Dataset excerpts
□ □ □ □ □ □ □
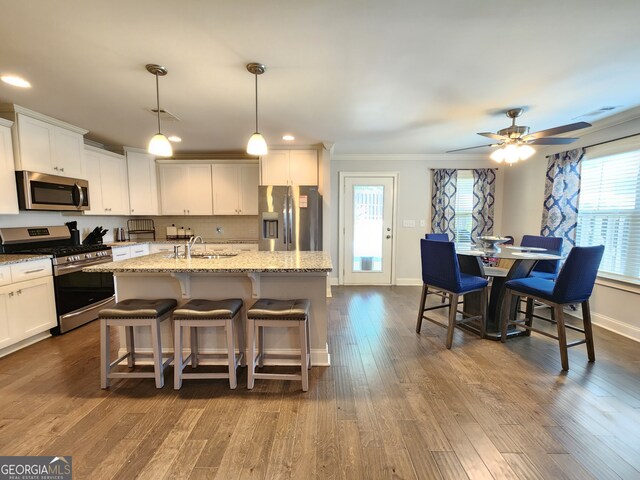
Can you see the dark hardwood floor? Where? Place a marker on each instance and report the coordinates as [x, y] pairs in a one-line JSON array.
[[393, 404]]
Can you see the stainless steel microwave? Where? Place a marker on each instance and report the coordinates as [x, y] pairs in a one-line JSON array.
[[39, 191]]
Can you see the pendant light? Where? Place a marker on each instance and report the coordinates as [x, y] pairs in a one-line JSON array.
[[159, 144], [257, 144]]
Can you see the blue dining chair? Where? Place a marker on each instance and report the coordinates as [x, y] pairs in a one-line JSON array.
[[573, 285], [441, 270], [547, 269], [440, 237]]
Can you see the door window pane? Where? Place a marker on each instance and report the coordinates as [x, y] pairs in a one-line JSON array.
[[368, 203]]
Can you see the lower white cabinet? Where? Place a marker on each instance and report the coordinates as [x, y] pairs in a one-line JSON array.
[[108, 183], [26, 309]]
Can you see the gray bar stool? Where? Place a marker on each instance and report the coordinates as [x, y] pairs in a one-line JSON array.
[[129, 314], [267, 312], [208, 313]]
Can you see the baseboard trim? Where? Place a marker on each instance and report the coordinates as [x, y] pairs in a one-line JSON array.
[[320, 357], [616, 326]]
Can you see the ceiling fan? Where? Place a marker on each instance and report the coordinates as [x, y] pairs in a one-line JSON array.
[[515, 141]]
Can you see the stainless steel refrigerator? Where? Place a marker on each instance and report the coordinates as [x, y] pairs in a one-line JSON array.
[[290, 218]]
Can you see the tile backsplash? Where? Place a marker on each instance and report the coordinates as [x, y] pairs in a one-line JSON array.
[[236, 227], [240, 227]]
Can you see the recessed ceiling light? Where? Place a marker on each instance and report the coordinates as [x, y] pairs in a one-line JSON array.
[[15, 81]]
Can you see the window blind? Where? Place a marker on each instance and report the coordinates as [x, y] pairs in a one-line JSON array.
[[464, 206], [609, 212]]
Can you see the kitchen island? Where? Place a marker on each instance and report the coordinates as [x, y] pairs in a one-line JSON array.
[[247, 275]]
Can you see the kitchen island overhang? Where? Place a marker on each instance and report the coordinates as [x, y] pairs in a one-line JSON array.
[[248, 275]]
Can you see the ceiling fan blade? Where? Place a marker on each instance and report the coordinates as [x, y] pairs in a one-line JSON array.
[[551, 141], [495, 136], [557, 130], [469, 148]]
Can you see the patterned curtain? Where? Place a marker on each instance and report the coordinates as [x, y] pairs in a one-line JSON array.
[[484, 187], [443, 202], [561, 194]]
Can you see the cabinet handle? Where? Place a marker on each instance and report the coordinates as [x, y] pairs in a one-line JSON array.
[[34, 271]]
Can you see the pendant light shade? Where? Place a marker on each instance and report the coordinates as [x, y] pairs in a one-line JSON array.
[[159, 144], [257, 145]]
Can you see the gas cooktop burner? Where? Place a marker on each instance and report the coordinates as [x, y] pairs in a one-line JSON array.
[[62, 251]]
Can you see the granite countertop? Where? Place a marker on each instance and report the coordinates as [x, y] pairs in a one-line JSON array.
[[244, 262], [9, 258], [182, 240]]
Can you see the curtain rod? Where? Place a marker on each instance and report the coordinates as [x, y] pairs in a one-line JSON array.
[[611, 141]]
□ □ □ □ □ □ □
TASK :: Transcribe all of the records above exactly; no image should appear in what you write.

OUTPUT ::
Can you see the dark hardwood floor? Where? Place a marker on each instance and report the coordinates as [x, y] pairs in a one-line JSON array.
[[393, 404]]
Can you see the stainless steel microwave? Where? Place a marker on each instance and report the coordinates as [x, y] pairs in a one-line JSON array.
[[39, 191]]
Can you see the pendant light? Where? Place a marker on each instance and report the coordinates as [x, y] pairs in a one-line JSON array.
[[159, 144], [257, 144]]
Can you see the blue dining chair? Where? Place a marker on each instance and report the coordinates as [x, y] pairs in a one-line JSON array.
[[573, 285], [441, 270], [547, 269], [440, 237]]
Can you see the door window pane? Where? Place a marker on each instance and report the coordinates as [x, y] pairs in a one-line JSON array.
[[368, 203]]
Can you see the lower white cabinet? Where? Place a marker on each instance and report the coordinates as [x, y] pairs in a one-line JSON array.
[[108, 183], [26, 309]]
Can you see the gray bar stool? Where? Place a marker on each instance and report the coordinates as [x, y] pairs in a one-line JSON array.
[[129, 314], [267, 312], [208, 313]]
Can you see the baseboard trim? Where? Place a marker on each instance and report the coordinates as [x, y] pairs in a one-line JSON array.
[[320, 357], [616, 326]]
Can you see the ceiling fan? Where? Place a marker on each instance and report the coordinates as [x, y] pairs in a one-line JSON array.
[[515, 141]]
Can you see the stainless steel refrigerator? Where? Place a marker on each instance and report the coordinates as [x, y] pairs in a one-line JSON array.
[[290, 218]]
Can you see the tile backsplash? Where? Place a marker on each instance and report the coordinates as [x, y] pairs in a one-line JSON array.
[[236, 227], [240, 227]]
Can you see the recessed ceiling light? Where? Place a marker on each instance and report the coordinates as [x, y] pairs in a one-line JSON array.
[[15, 81]]
Can you see the window blind? Where? Place a marker on each instance and report the coordinates as [x, y] pairs in a one-line JSON array.
[[464, 206], [609, 212]]
Can you see the kitchen island? Where? Place a marker on each instance and report the coordinates as [x, y] pairs in a one-line JSON array.
[[247, 275]]
Can you see the kitchen island overhang? Where? Place a marker on each instance and report the coordinates as [x, y] pairs in a one-line JSON array.
[[248, 275]]
Can you see the ceiling fan blade? Where? Place a marker on each instance and report the coordinates as [x, y] pairs in a one-line JSON array.
[[551, 141], [495, 136], [557, 130], [469, 148]]
Can you see the patterned curtain? Where? Place a marker on each instance and report the coordinates as [x, y] pairs in a one-line JSON array.
[[484, 187], [443, 202], [561, 194]]
Can you see the cabinet handle? Where? Place a marker on each instance and report the coordinates as [x, y] pairs in a one-line JSON array.
[[34, 271]]
Can you see the pendant light shade? Where? Place a marker on each instance and report the coordinates as [x, y] pairs in a one-line JSON array.
[[159, 144], [257, 145]]
Can you see the gas cooktop burner? Where? Place a marker on each instance and report the coordinates as [x, y] pairs in a one-line JSON array.
[[62, 251]]
Can you see the granite countertop? Where? Place a marker on each instance and report the coordinates as [x, y] pairs in a one-line JSON array.
[[244, 262], [9, 258], [182, 240]]
Can you see the curtain rod? Where? Place a marker on each instance and report the coordinates as [x, y] pairs in a one-line JSON array.
[[611, 141]]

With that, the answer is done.